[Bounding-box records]
________________

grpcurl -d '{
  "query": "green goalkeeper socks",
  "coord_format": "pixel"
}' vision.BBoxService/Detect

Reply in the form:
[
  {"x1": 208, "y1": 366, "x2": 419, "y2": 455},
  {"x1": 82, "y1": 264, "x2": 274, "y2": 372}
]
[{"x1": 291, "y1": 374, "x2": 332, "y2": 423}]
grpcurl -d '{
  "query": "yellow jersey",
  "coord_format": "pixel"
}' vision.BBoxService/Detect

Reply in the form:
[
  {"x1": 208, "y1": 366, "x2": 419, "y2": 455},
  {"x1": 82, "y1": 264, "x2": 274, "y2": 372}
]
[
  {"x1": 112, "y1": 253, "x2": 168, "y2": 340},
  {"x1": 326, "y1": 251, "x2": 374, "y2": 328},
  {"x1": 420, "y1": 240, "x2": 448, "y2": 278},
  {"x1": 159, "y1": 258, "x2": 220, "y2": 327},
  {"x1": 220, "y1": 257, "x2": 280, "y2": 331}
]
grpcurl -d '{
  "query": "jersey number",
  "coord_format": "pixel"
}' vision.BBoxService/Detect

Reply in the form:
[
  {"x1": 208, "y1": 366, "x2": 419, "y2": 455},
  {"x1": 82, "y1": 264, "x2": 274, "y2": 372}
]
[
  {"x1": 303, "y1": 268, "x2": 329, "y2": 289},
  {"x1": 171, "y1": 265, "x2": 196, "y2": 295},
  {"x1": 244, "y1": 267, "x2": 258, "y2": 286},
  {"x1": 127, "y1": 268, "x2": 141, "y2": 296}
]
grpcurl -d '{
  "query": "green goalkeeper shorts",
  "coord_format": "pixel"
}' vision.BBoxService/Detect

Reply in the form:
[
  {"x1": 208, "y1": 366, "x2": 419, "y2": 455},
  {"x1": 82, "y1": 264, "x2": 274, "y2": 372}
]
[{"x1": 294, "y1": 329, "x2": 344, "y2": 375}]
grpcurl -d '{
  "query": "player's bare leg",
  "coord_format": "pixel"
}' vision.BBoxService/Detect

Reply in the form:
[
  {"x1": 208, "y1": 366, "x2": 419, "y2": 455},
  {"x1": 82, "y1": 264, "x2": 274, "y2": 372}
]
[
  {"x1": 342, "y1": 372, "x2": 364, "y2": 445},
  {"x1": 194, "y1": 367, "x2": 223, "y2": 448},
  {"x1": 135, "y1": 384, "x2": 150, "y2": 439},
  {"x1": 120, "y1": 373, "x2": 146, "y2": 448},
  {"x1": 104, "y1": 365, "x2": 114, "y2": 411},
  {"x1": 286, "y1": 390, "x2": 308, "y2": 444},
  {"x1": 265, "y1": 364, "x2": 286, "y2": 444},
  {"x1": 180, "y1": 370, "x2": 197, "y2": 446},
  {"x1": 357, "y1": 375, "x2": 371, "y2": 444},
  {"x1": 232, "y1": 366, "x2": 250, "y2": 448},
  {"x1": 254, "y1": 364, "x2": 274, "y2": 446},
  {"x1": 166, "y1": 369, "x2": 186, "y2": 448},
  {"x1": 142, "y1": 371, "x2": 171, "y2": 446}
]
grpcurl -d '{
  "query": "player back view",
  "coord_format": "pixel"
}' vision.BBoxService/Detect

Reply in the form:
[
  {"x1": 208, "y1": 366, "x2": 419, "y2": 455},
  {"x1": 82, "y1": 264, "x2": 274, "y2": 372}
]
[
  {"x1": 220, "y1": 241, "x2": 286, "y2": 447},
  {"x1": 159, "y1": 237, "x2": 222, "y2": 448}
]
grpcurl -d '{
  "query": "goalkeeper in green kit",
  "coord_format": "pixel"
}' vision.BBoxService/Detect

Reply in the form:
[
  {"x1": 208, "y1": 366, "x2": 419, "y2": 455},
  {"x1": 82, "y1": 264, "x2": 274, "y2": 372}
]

________________

* **STATED PROBLEM**:
Which lines of the listing above contain the word "goalkeeper", with case counting? Return each of those lines.

* **RESULT OF THE TASK**:
  "query": "green goalkeeper socks",
  "query": "green goalkeeper shorts",
  "query": "goalkeeper in green kit",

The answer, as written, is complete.